> **Problem requirements**
Please transcribe every record below exactly as written.
+++ Exercise materials
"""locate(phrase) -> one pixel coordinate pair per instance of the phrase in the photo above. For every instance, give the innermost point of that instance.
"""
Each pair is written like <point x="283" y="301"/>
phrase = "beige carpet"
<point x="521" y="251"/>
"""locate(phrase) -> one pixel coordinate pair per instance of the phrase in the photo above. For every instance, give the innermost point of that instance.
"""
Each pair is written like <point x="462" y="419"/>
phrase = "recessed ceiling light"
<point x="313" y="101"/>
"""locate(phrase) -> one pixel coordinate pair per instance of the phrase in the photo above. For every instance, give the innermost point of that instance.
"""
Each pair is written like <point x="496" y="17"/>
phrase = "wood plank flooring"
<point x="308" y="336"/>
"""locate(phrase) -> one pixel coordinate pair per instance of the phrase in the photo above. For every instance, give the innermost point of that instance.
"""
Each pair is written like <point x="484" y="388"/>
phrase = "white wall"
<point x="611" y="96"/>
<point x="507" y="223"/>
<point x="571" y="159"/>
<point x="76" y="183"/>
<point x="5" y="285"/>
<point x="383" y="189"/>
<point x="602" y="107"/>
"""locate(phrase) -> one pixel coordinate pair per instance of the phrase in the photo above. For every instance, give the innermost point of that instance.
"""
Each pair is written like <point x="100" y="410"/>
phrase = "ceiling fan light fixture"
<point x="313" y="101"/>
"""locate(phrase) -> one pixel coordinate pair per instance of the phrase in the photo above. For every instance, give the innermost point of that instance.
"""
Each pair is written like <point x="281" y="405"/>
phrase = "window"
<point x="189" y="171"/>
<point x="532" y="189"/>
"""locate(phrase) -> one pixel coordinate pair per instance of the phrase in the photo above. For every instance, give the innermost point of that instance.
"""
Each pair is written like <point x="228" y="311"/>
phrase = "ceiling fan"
++++++
> **Completed task**
"""locate(phrase) -> one pixel coordinate pair per instance of the phrase in the photo above. For every instance, give the innermost point of that instance.
"""
Each pair is written like <point x="283" y="301"/>
phrase = "beige carpet"
<point x="521" y="251"/>
"""locate(phrase) -> one pixel coordinate pair per instance of the phrase in the photo above. For every instance, give the innermost point of that instance.
"""
Each pair is written like <point x="462" y="419"/>
phrase = "recessed ceiling light"
<point x="313" y="101"/>
"""locate(phrase) -> one pixel coordinate pair per instance of the phrase in the photo above. For every instance, give the innermost point of that instance.
"""
Each pair is written like <point x="496" y="17"/>
phrase = "wood plank flooring"
<point x="308" y="336"/>
"""locate(phrase) -> one pixel coordinate pair per instance of the phrase in the photo above. For every instance, give the innermost point of that instance.
"""
Each pair is written like <point x="484" y="388"/>
phrase = "white wall"
<point x="611" y="96"/>
<point x="507" y="223"/>
<point x="571" y="159"/>
<point x="76" y="183"/>
<point x="5" y="285"/>
<point x="383" y="189"/>
<point x="602" y="107"/>
"""locate(phrase) -> one pixel coordinate pair per instance of the phrase in the photo above. For every instance, give the innermost point of that instance.
"""
Each pair is written like <point x="100" y="410"/>
phrase = "ceiling fan light fixture"
<point x="313" y="101"/>
"""locate(phrase) -> one pixel coordinate pair per instance of the phrase in the photo above. For every instance, give the innermost point of that instance.
"""
Each pair is written like <point x="281" y="405"/>
phrase = "window"
<point x="189" y="171"/>
<point x="532" y="189"/>
"""locate(phrase) -> one pixel coordinate pair per instance of the phrase in the photo above. For every instance, give the innermost point of that instance.
"""
Each pair is written like <point x="228" y="311"/>
phrase = "ceiling fan"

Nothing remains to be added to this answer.